(TEXT FOR ANALYSIS Opens)

TeleCANesis has introduced an embedded software environment designed for development teams working on industrial, medical, and mobility systems. The environment enables rapid interconnection of distributed system nodes through standard communication interfaces and protocols. It is built on the QNX Operating System, a real-time platform widely used in embedded control systems such as robotics, medical instrumentation, and automation equipment.
The toolkit consists of three main components: TeleCANesis Hub, TeleCANesis Builder, and TeleCANesis Engine. The Hub provides a browser-based graphical interface for defining hardware configurations, bus layouts, and communication mappings using templates and drag-and-drop functionality. The Builder operates as an extension within Visual Studio Code, offering routing visualization, automated test case generation, and endpoint binding creation. The Engine provides real-time runtime control and connectivity across the networked system.

(TEXT FOR ANALYSIS Closes)
(RECORD EXCERPTS Opens)

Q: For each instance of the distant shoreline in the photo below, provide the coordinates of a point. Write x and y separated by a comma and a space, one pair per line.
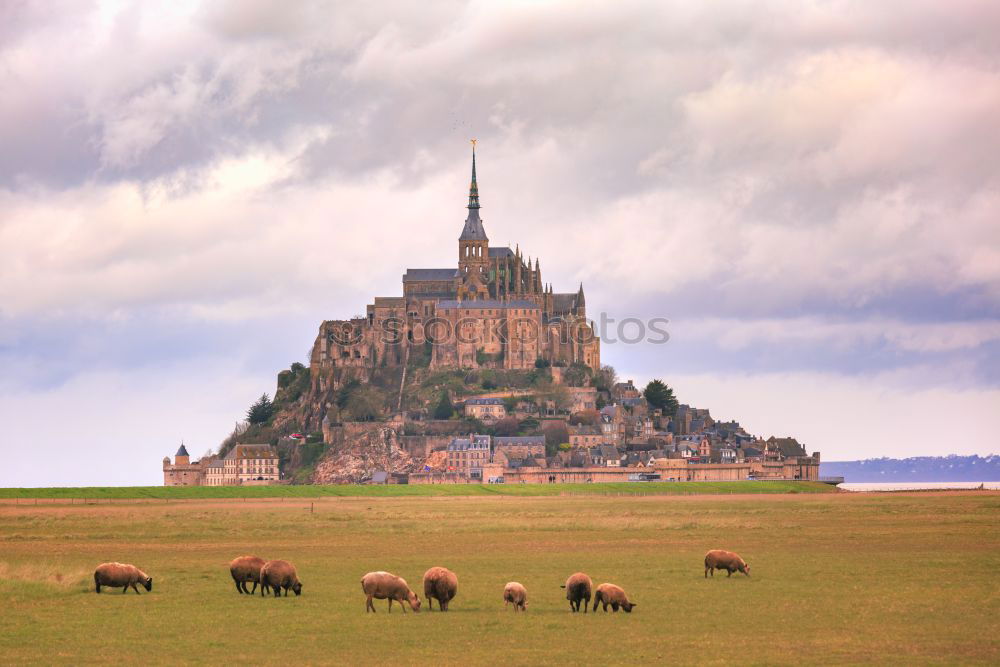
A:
895, 487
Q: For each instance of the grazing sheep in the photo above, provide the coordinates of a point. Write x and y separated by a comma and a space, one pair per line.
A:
609, 594
386, 586
718, 559
440, 584
121, 574
516, 593
278, 574
244, 569
578, 588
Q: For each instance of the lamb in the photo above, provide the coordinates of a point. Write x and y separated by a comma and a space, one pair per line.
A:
718, 559
440, 584
609, 594
244, 569
383, 585
578, 588
278, 574
121, 574
516, 593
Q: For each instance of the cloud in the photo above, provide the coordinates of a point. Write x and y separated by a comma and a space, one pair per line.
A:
799, 188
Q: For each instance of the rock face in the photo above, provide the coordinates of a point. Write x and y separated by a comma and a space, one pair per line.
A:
362, 451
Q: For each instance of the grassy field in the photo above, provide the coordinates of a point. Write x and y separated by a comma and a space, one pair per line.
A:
837, 578
319, 491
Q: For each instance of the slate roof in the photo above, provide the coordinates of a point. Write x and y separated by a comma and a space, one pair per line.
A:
413, 275
519, 440
563, 303
609, 453
484, 401
473, 230
486, 303
501, 252
251, 452
478, 442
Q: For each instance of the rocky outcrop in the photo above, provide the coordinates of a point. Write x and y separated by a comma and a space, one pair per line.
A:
360, 452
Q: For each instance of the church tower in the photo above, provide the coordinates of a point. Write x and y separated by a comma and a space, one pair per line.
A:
473, 246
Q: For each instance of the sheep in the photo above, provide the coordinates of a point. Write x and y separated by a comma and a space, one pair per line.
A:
244, 569
516, 593
121, 574
440, 584
383, 585
718, 559
609, 594
278, 574
578, 588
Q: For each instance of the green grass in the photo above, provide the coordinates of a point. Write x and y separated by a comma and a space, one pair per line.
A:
392, 490
837, 578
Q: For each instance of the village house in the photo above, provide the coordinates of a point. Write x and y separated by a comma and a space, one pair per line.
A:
182, 472
582, 398
467, 456
519, 447
243, 465
623, 390
485, 409
585, 436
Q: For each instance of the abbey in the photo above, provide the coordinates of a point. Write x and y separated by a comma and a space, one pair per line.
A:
492, 310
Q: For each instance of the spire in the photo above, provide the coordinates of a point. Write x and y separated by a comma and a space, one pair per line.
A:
473, 230
473, 187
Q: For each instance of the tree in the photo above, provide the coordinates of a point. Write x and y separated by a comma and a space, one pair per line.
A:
661, 397
506, 427
555, 434
577, 375
444, 408
605, 378
260, 411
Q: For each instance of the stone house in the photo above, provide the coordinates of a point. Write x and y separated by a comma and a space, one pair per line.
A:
519, 446
468, 455
485, 409
585, 436
182, 472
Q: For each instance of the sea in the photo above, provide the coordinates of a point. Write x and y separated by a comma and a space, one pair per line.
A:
917, 486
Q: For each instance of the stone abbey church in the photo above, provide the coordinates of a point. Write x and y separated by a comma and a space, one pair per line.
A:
493, 310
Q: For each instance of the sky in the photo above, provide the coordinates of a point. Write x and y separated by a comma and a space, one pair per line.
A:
808, 192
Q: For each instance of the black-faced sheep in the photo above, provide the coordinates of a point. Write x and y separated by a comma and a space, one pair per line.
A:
440, 584
516, 593
718, 559
121, 574
279, 574
244, 569
609, 594
578, 588
386, 586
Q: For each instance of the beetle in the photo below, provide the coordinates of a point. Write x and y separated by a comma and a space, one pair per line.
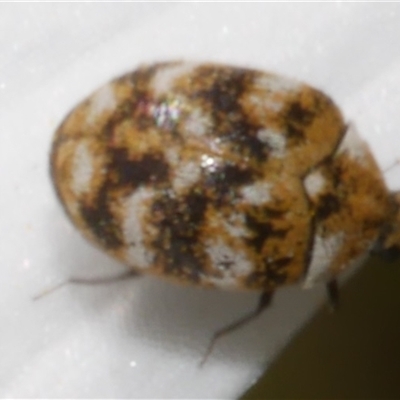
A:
223, 177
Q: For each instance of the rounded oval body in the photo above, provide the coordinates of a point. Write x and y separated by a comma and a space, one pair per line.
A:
219, 176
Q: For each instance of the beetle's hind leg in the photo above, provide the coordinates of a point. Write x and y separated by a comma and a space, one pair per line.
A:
264, 301
88, 281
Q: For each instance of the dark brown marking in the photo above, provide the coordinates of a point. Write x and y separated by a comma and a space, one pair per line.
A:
229, 120
179, 225
151, 168
228, 177
100, 220
298, 118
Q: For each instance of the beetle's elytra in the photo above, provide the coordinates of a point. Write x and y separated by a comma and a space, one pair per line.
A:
223, 177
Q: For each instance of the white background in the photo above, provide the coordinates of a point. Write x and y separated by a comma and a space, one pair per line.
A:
145, 338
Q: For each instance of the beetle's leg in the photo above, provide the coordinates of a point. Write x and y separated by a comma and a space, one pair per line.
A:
88, 281
263, 303
333, 294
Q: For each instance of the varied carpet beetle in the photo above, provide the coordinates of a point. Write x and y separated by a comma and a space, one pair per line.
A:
222, 177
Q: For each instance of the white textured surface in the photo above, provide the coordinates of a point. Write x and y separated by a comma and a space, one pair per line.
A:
145, 338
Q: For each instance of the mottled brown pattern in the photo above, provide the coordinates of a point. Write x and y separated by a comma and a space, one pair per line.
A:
248, 127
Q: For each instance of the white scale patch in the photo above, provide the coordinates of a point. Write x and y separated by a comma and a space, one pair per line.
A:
137, 255
164, 78
257, 194
185, 175
172, 156
352, 143
104, 99
272, 85
228, 263
324, 251
314, 183
275, 140
197, 123
82, 169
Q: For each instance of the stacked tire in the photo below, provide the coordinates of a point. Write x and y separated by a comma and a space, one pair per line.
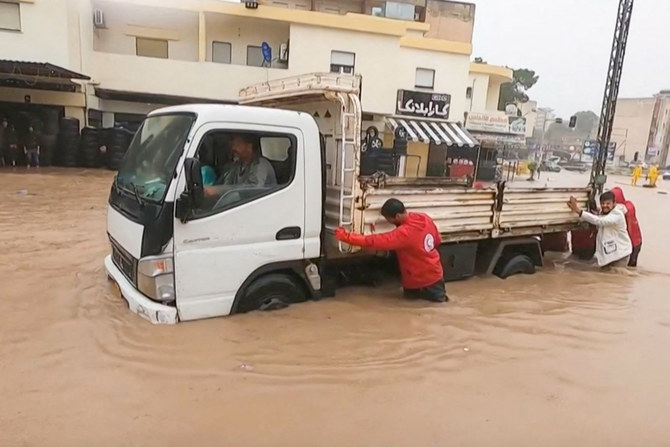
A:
89, 149
49, 137
68, 142
48, 146
116, 144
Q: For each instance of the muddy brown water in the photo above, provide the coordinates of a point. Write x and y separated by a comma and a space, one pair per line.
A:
569, 356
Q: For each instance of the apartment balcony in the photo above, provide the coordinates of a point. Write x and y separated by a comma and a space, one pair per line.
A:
220, 82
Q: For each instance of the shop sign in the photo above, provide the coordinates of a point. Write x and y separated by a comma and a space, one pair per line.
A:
422, 104
517, 125
591, 149
487, 122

(RECORD EXCERPTS Closes)

### EXERCISE:
Extend the passage on the TeleCANesis embedded software environment, beginning after its final sentence.

### OUTPUT OF THE EXERCISE:
Engineers define system connections at a high level, and the tools automatically generate the interaction logic between nodes. This approach standardizes communication while reducing manual coding effort. The environment supports a range of hardware buses including CAN, SPI, I²C, RS-485, Ethernet, Bluetooth Low Energy, and LoRa. It is compatible with protocols such as JSON, MQTT, Modbus, J1939, ZeroMQ, Protobuf, and ISOBUS, and supports various human–machine interface frameworks including Crank Storyboard, DiSTI GL Studio, Flutter, Slint, Qt, and Unity.
TeleCANesis is available as an online platform with optional engineering support packages to assist integration and workflow adaptation. The company is presenting the system this week at embedded world North America in Anaheim.